* **OBJETIVO**
Por favor, altere a listagem abaixo trocando "gray hair" por "white hair" em todas as ocorrências, sem mudar mais nada. Deixe as imagens de fora da resposta.

═══ DADOS EXTRAÍDOS ═══

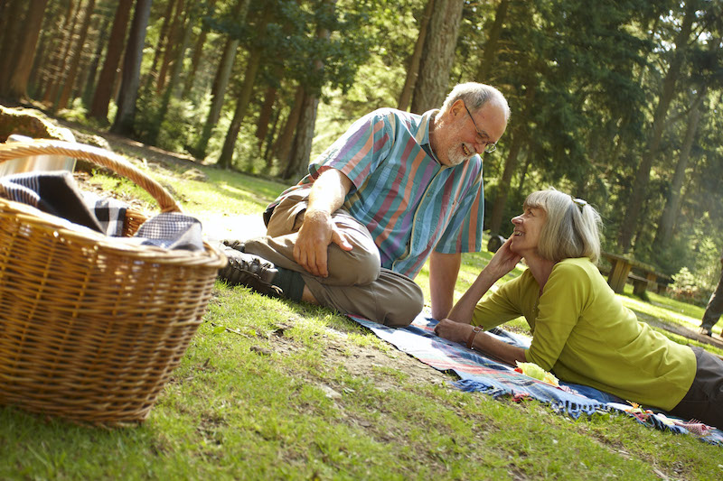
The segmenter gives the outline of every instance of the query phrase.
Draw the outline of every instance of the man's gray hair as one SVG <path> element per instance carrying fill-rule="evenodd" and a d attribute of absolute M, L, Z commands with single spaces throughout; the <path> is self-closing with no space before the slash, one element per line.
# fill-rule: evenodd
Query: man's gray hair
<path fill-rule="evenodd" d="M 507 99 L 504 98 L 502 92 L 491 85 L 477 82 L 457 84 L 446 96 L 445 103 L 442 104 L 442 112 L 449 110 L 452 104 L 457 100 L 463 100 L 467 108 L 473 112 L 479 110 L 489 101 L 496 102 L 504 109 L 504 119 L 510 120 L 510 106 L 507 105 Z"/>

═══

* **SAÍDA CORRETA**
The segmenter gives the outline of every instance of the query phrase.
Draw the outline of every instance of the man's white hair as one SVG <path> element per instance carrying fill-rule="evenodd" and a d attribute of absolute M, L, Z commands with single spaces throughout; the <path> is self-closing with no space before the slash, one element per line.
# fill-rule: evenodd
Query: man's white hair
<path fill-rule="evenodd" d="M 507 99 L 504 98 L 502 92 L 491 85 L 477 82 L 457 84 L 446 96 L 445 103 L 442 104 L 442 112 L 449 110 L 452 104 L 457 100 L 463 100 L 467 108 L 473 112 L 479 110 L 489 101 L 496 102 L 504 109 L 504 119 L 510 120 L 510 106 L 507 105 Z"/>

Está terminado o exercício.